◆ Your assignment ◆
Could you find every line in the records below that contains the word "stone" and copy it?

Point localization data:
═══

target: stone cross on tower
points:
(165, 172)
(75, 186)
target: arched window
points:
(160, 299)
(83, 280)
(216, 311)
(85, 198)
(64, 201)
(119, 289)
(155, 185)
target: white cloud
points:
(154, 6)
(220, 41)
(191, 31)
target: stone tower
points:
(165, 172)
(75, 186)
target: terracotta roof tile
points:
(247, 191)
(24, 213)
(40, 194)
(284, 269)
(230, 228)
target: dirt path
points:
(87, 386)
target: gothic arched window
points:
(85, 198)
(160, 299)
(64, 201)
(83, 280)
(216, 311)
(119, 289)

═══

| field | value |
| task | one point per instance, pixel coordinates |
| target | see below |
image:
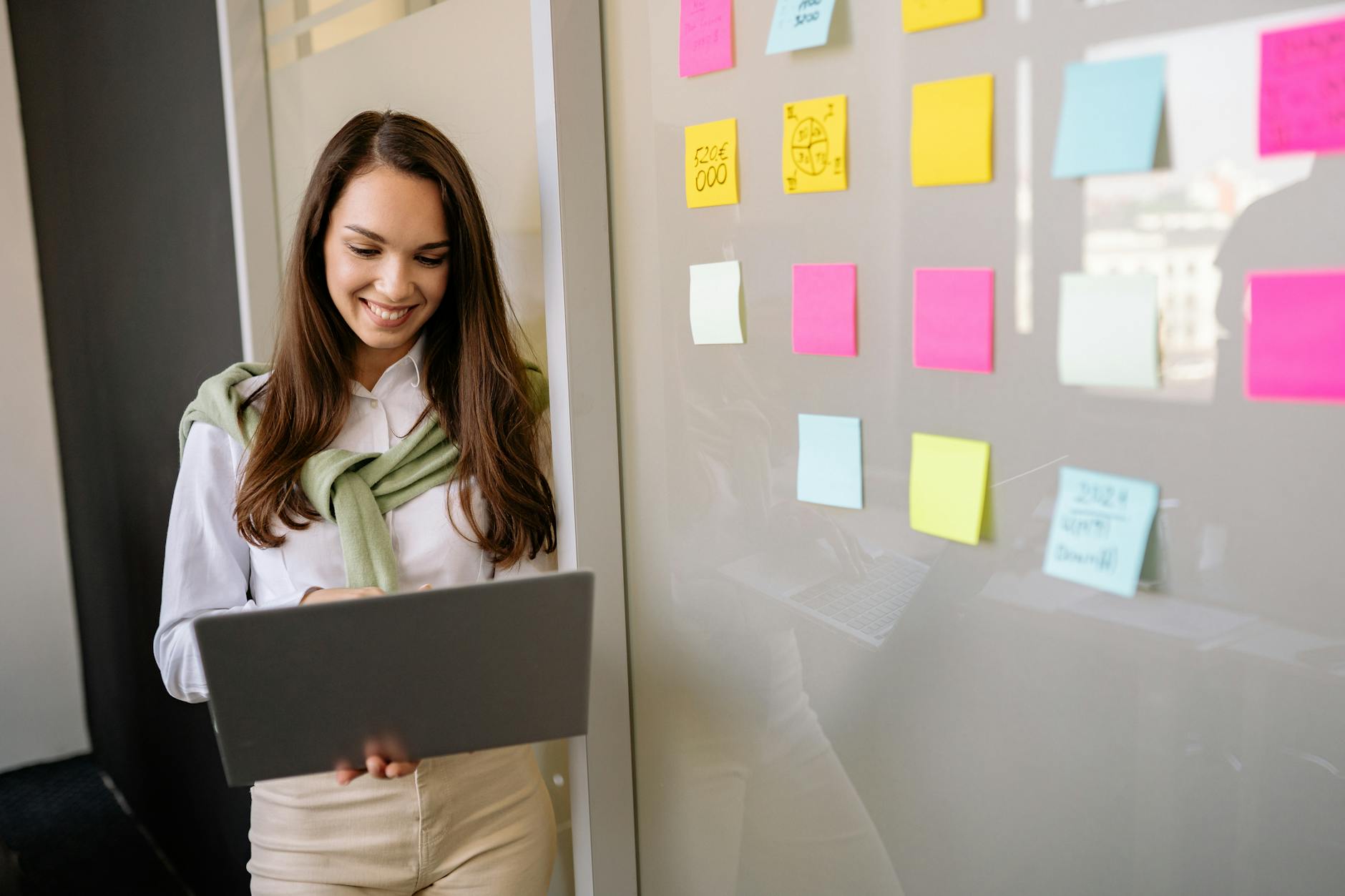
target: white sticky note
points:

═══

◆ Response ◆
target: stone cross on tower
target: stone tower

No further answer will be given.